Задание 1: Перепишите без изменений строки из записей, начиная со строки, где есть «Challenge: open car», и заканчивая строкой, где есть «[209,152,537,285]». Обе крайние строки также входят в ответ.

Отрывок текста:
╭──
Отрицание политической власти, возникающей спонтанно внутри феодального владения на почве реализации земельной собственности в форме ренты, ведет к отрицанию наличия политически господствующего класса. Отсюда – идея надклассовости государства. Грюнвальд видит в царях XVI в. выразителей или защитников общенародных интересов. По словам Шаховской, в России XVII в. полностью отсутствовало «классовое чувство», государство заботилось об использовании всех и каждого в государственных целях: дворян – в армии, тяглых горожан – на посаде, крестьян – на пашне. Согласно Муравьеву, вплоть до последней трети XVIII в. верховная власть в России блюла общие интересы.

По мнению Вельтера, в Московии был «патриархальный демократизм» или «патриархальный абсолютизм», все классы сближались единством обычаев и веры, все сословия были закрепощены монархией и служили ей. «Святая Русь» была тем, что теперь называют тоталитарным государством: один народ, одна вера, один царь[1264].

Характерна оценка роли государственных должностей, данная Симоной Блан. В отношении допетровского периода автор разделяет тезис историографии середины XIX в. об исключительно кормовом, а не политическом значении должностей. В петровское время она находит в служебной психологии новый момент – идею выполнения задач общенациональной политики[1265]. Однако классовый смысл служебной деятельности, заключавшийся в защите интересов господствующего класса, Блан в обоих случаях игнорирует.

У Блан, Грюнвальда и Раева дворянство XVIII–XIX вв. не выступает в качестве политически господствующего класса, поскольку оно рассматривается как класс, обслуживающий государство, государство же не признается диктатурой дворянства.

Для второй половины XVIII – первой половины XIX в. теория надклассовости государства не может найти применения в концепциях Муравьева и Ольги Вормсер, видящих классовую сущность политики этого времени в создании господствующего класса крепостников-рабовладельцев. Однако в этой схеме искажена классовая природа абсолютистского государства, отождествленного с рабовладельческой империей, а дворяне представлены лишь экономически, а не экономически и политически господствующим классом. То же самое можно сказать о концепции Вельтера, который, как и Паскаль, относит начало ясного разделения на господ и угнетенную массу к эпохе Петра I[1266].
╰──
Записи:
╭──
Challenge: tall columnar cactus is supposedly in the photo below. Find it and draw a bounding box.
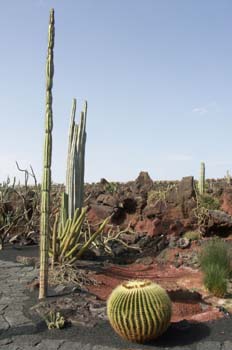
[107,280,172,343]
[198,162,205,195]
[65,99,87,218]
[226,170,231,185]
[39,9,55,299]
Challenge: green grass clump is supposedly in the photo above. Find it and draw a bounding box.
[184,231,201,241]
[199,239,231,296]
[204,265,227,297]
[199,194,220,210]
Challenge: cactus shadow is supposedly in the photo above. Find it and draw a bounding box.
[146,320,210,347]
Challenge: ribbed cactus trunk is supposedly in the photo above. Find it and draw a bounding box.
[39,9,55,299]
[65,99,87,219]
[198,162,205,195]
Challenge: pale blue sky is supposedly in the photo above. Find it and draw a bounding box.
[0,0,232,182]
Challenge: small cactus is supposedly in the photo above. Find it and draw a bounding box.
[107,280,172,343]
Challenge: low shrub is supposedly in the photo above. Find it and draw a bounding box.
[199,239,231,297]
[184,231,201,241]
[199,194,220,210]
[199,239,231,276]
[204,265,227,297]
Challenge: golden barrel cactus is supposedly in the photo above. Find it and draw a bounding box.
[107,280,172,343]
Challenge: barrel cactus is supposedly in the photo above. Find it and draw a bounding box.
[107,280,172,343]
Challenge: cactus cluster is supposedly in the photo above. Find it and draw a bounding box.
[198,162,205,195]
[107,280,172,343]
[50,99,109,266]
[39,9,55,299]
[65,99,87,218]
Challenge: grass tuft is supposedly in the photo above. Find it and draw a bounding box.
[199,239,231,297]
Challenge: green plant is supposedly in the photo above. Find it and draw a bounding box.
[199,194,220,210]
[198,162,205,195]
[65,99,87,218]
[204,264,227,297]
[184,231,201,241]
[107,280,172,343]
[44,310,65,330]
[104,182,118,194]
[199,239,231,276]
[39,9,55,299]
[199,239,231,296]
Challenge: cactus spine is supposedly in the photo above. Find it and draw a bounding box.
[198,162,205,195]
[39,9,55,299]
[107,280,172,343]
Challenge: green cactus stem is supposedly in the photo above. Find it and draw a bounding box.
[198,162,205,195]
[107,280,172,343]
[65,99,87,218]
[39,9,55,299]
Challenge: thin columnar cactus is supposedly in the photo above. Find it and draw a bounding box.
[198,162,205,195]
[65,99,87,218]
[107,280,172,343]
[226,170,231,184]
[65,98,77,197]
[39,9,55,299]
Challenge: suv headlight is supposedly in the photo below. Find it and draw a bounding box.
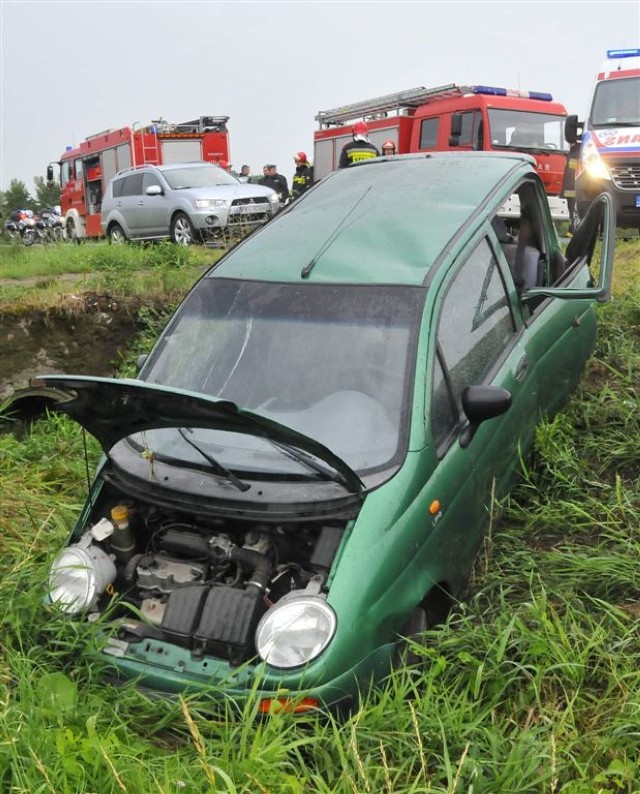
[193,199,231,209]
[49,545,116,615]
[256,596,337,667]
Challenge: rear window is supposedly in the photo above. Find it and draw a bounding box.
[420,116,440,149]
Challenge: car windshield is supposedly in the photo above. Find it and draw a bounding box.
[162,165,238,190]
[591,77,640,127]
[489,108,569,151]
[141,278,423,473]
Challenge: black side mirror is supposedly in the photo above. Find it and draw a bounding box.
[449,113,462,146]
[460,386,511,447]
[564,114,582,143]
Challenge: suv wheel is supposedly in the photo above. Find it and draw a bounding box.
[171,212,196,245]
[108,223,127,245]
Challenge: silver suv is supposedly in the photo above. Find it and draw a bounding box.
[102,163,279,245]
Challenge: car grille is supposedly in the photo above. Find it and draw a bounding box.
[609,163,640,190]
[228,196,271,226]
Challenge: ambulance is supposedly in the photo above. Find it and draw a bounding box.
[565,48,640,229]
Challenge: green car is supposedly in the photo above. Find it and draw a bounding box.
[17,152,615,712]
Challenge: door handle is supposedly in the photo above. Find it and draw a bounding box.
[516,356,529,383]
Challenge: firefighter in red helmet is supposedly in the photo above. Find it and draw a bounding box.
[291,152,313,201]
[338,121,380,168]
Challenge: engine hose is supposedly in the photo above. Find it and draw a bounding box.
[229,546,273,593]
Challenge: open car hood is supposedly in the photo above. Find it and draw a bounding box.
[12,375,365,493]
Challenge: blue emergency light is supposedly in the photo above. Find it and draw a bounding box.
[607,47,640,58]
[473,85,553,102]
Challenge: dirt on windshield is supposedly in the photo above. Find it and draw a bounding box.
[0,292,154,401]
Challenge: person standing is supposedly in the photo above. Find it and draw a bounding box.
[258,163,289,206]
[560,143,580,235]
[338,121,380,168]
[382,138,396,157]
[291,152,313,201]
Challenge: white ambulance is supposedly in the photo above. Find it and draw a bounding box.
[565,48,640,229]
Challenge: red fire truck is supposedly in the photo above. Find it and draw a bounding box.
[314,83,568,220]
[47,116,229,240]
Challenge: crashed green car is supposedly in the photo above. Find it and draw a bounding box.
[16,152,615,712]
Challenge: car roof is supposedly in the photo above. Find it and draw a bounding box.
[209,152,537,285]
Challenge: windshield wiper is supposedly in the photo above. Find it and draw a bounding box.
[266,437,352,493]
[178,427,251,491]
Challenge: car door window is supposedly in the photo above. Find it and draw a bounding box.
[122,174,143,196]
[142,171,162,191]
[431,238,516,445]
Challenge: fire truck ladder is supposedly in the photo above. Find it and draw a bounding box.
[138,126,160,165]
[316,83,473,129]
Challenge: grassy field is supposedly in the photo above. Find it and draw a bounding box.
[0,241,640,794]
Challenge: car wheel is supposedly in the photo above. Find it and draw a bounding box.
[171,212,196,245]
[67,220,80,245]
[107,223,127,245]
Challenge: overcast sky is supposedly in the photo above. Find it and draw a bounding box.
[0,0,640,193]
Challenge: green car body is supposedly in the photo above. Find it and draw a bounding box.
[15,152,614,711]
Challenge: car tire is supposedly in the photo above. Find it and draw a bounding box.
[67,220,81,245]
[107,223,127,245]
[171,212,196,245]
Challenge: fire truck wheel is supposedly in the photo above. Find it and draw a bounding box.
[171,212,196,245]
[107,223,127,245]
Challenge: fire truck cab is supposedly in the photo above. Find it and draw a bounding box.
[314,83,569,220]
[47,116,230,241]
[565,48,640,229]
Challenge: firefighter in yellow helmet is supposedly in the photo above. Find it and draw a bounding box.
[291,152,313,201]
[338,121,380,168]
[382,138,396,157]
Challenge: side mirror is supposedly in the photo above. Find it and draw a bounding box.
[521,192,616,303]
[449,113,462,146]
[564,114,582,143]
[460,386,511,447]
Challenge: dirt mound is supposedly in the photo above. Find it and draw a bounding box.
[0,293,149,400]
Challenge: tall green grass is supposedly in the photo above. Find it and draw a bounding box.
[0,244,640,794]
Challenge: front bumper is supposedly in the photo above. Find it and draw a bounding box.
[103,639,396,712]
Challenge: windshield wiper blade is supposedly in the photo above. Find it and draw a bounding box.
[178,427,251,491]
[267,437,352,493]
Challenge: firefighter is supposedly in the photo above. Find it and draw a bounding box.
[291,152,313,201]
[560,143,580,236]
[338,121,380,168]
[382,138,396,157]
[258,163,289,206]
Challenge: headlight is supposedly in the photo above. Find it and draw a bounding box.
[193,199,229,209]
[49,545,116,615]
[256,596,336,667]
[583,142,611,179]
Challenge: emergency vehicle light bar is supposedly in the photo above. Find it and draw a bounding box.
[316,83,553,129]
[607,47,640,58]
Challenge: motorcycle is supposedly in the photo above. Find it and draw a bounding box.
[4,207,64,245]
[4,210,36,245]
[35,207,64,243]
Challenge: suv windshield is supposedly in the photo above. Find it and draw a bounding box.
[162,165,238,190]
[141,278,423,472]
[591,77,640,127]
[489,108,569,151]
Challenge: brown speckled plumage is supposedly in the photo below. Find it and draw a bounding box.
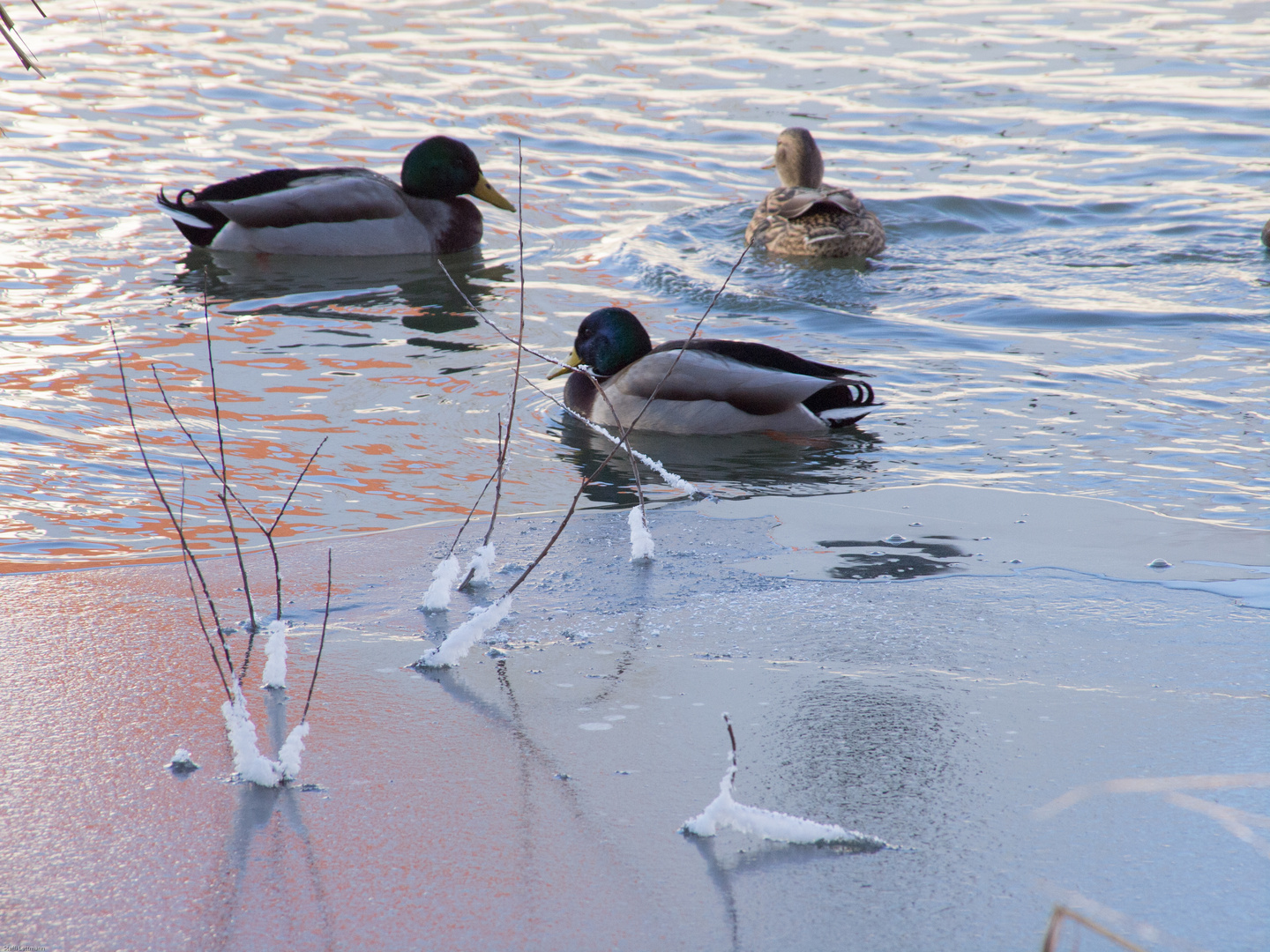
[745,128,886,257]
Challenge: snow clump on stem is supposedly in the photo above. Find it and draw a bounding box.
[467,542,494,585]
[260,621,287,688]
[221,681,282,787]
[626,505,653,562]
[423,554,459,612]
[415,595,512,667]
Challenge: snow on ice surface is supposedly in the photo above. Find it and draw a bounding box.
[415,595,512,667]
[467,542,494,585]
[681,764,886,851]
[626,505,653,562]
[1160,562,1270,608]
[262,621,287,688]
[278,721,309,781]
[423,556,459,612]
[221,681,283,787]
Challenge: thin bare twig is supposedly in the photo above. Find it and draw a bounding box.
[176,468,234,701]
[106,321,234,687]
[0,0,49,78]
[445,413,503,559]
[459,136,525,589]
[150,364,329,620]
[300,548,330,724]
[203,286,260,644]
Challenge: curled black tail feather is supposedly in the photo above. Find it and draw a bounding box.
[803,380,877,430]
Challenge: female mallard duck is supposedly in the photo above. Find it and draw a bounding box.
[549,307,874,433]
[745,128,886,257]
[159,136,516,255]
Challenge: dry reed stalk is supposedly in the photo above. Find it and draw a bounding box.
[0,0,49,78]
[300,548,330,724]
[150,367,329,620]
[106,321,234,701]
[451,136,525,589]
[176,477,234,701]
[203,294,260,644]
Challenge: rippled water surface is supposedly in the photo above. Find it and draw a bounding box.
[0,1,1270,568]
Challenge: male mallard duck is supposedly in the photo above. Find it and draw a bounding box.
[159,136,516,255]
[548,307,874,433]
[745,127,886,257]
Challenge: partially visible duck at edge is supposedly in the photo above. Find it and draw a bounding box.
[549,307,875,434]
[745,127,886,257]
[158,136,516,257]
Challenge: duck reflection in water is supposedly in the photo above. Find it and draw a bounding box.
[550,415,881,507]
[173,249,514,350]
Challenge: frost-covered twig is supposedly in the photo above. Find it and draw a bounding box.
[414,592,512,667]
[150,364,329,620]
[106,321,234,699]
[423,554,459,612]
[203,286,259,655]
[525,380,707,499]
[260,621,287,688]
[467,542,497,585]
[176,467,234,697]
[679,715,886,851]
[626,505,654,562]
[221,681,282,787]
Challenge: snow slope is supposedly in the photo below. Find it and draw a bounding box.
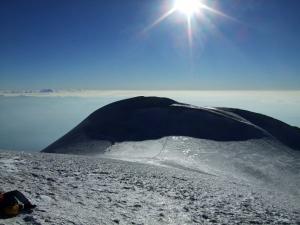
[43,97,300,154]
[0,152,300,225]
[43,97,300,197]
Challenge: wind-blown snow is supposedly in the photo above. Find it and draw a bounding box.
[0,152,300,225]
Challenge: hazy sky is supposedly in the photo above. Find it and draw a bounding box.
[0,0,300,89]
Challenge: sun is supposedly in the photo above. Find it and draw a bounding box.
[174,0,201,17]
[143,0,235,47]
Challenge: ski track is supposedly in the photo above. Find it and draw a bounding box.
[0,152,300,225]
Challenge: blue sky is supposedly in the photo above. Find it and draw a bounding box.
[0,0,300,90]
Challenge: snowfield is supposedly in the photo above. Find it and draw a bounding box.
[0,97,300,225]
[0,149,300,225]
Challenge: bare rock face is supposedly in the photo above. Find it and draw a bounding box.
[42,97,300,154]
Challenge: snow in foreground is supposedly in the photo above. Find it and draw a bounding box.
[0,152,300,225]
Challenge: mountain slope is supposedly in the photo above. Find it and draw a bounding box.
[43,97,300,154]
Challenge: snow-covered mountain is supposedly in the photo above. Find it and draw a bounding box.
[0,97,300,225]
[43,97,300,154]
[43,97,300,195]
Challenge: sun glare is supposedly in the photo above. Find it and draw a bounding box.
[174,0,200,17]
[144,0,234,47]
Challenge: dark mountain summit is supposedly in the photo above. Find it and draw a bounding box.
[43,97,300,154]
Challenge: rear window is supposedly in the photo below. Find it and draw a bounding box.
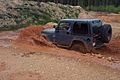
╰──
Задание 2: Напишите следующую часть отрывка о взглядах историков на классовую природу российского государства. Начните сразу после последнего приведённого в нём предложения.

Ответ 1:
Challenge: open car hood is supposedly in the photo above. Find it and draw a bounding box.
[12,375,365,493]
Challenge: blue emergency light is supposedly in the photo above. Find it and draw a bounding box.
[607,47,640,58]
[473,85,553,102]
Challenge: dirt on windshield is supposedly in the photo above. Find it and draw a bounding box.
[0,292,154,401]
Challenge: person standing is supposedly in the photo above. Find it and draw a bounding box.
[258,163,289,206]
[560,143,580,235]
[338,121,380,168]
[382,138,396,157]
[291,152,313,201]
Challenge: white ambulance is supposedly in the photo above. Find it and draw a bounding box.
[565,48,640,229]
Challenge: red fire truck is supposedly in the photo above. Find it and draw a bounding box.
[314,83,568,220]
[47,116,229,240]
Challenge: crashed green car is supposedly in the photo above. Find it and draw a bounding box.
[16,152,615,712]
Challenge: car roof is supposedly in the photo above. Find it and draw a bounding box.
[209,152,537,285]

Ответ 2:
Против идеи классовой аморфности, классового мира и надклассовости государства резко выступает Порталь. Он отвергает представление о близости допетровского «боярина» к «мужику». Государство времен Петра I Порталь определяет как диктатуру дворянства[1267].

Итак, во французской историографии 1960–1964 гг. наблюдаются две основные позиции по отношению к проблеме феодализма в России: 1) традиционно-отрицательная, восходящая к русской историографии XIX в. (Грюнвальд, Шаховская, Вельтер и др.), с особым вариантом в виде теории «социального феодализма» (Муравьев); 2) близкая к концепциям советских историков (Порталь).

§ 3. Вопросы экономического развития России XVII – первой половины XIX в. Проблема генезиса капитализма

В соответствии с концепциями русской историографии начала XX в. Шаховская рассматривает XVII в. как время плодотворного развития России в сторону европеизации, начавшегося «от нуля» после «Смуты»[1268].

Вопросы истории сельского хозяйства России до середины XVIII в. не были предметом специального исследования во французской историографии 1960–1964 гг.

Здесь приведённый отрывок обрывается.